:: The task ::
In the forum post about finding a directory with find, list every name shown in the sample listing of the directory's contents.

:: Passage given ::
★ ★ ★ ★ ★

2

I have this command which is working for me, which will find zero or one directories in the current directory which match a pattern:

find . -maxdepth 1 -type d -name 'suman-*'| head -n1

on MacOS, this will result in something like:

./suman-1479860474833

<!EDIT>

My goal is to find the most recent directory (with the most recent timestamp). The directory contents look like:

foo
bar 
baz
suman-1479860475524
suman-1479860471431
suman-1479860474233
...
etc.

</EDIT>

I have three questions,

  1. Using bash, how can I strip out the ./ characters if they exist in the result? They should always be there, but I think always removing the first two characters might be too kludgy.

  2. Using bash, instead of finding the first result with head what is the best way to find the last result? I am guessing it's tail but maybe there is a better way.

  3. Is there a way to only match against a number instead of just using 'suman-*'? Perhaps I should use -regex instead of -name?

Now, I could sort the directories by the timestamp in the directory name, or I could potentially sort them by their metadata (if that metadata is accurate and persists through version control updates etc). I am not personally sure that the directory metadata is persistent enough, so I guess would rather be more transparent and use the timestamp in the directory name. And it looks like there is no created time in Unix for directories => "In Unix creation time is not stored (only: access, modification and change)."

★ ★ ★ ★ ★

:: Extracted data ::
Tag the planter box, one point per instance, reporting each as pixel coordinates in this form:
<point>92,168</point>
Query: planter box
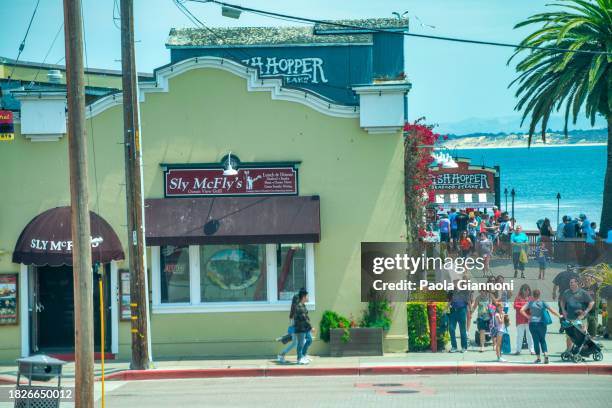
<point>364,341</point>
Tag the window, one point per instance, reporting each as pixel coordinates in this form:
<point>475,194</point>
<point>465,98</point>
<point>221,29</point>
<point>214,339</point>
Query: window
<point>232,277</point>
<point>291,269</point>
<point>174,269</point>
<point>233,273</point>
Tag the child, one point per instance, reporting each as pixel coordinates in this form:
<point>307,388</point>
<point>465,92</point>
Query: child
<point>541,254</point>
<point>498,330</point>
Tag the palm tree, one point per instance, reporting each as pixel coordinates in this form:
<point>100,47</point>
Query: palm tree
<point>569,67</point>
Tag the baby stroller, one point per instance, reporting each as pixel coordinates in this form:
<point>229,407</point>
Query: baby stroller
<point>584,346</point>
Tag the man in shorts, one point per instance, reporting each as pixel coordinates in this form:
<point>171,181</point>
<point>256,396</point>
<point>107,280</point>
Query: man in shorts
<point>576,304</point>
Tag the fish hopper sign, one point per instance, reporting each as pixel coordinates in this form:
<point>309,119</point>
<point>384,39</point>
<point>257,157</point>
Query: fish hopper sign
<point>466,185</point>
<point>47,240</point>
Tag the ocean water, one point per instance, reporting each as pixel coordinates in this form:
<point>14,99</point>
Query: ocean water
<point>538,174</point>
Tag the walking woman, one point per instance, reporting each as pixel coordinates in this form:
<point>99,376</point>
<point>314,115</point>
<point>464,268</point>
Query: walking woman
<point>290,330</point>
<point>520,246</point>
<point>538,320</point>
<point>303,328</point>
<point>481,304</point>
<point>498,329</point>
<point>484,248</point>
<point>546,234</point>
<point>522,323</point>
<point>465,244</point>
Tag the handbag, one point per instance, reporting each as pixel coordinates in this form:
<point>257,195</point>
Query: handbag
<point>546,316</point>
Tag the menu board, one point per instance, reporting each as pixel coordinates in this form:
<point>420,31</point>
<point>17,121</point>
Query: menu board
<point>124,294</point>
<point>8,299</point>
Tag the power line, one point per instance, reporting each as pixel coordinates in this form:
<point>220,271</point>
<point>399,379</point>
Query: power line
<point>22,45</point>
<point>116,15</point>
<point>367,30</point>
<point>59,30</point>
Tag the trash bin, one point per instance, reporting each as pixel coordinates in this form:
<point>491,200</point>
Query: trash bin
<point>39,368</point>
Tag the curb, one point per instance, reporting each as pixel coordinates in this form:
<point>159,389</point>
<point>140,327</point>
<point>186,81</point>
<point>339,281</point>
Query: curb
<point>161,374</point>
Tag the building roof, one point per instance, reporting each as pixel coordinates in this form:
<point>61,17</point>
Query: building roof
<point>288,35</point>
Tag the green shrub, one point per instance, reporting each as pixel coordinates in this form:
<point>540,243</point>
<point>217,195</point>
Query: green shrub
<point>377,314</point>
<point>442,321</point>
<point>332,320</point>
<point>418,326</point>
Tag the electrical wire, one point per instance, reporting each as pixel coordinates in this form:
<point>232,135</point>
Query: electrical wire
<point>59,30</point>
<point>116,15</point>
<point>22,45</point>
<point>407,34</point>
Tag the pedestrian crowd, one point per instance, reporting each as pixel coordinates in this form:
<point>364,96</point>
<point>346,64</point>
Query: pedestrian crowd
<point>532,316</point>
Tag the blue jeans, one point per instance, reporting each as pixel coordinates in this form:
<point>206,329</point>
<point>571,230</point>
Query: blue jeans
<point>458,315</point>
<point>304,341</point>
<point>290,345</point>
<point>538,332</point>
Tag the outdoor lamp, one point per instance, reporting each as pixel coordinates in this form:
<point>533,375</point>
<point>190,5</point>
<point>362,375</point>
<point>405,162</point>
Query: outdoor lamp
<point>229,169</point>
<point>230,12</point>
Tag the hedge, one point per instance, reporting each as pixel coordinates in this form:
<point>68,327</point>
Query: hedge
<point>418,326</point>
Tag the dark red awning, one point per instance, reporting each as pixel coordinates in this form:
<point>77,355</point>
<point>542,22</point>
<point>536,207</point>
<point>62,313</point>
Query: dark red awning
<point>236,220</point>
<point>47,240</point>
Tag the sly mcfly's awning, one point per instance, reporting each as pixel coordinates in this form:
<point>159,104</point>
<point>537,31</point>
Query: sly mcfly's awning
<point>235,220</point>
<point>47,240</point>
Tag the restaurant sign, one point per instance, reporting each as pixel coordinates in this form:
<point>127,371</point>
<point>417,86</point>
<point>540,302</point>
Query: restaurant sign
<point>248,180</point>
<point>7,130</point>
<point>464,179</point>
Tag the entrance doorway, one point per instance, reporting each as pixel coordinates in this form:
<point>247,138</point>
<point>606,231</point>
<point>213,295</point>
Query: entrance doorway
<point>53,310</point>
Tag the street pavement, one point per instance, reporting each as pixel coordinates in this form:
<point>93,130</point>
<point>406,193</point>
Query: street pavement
<point>512,390</point>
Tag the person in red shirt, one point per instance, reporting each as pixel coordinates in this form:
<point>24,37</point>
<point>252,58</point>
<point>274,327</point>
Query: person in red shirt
<point>522,323</point>
<point>496,213</point>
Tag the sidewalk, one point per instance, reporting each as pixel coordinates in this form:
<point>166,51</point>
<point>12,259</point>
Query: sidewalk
<point>471,362</point>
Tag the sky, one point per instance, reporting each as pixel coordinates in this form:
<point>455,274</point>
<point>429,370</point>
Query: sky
<point>458,86</point>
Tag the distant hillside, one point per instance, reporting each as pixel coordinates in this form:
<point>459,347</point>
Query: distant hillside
<point>502,139</point>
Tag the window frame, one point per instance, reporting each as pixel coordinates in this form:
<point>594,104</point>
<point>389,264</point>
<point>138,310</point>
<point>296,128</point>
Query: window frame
<point>195,305</point>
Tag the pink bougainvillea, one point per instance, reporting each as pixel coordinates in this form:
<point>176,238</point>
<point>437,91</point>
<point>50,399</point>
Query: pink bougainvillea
<point>419,142</point>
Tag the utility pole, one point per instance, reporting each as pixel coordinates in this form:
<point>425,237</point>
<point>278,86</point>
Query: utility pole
<point>79,199</point>
<point>133,187</point>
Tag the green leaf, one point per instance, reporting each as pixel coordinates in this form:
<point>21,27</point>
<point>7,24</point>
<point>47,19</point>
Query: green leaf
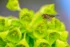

★ ★ ★ ★ ★

:: Output of the task ::
foo
bar
baz
suman-1479860475524
suman-1479860471431
suman-1479860474233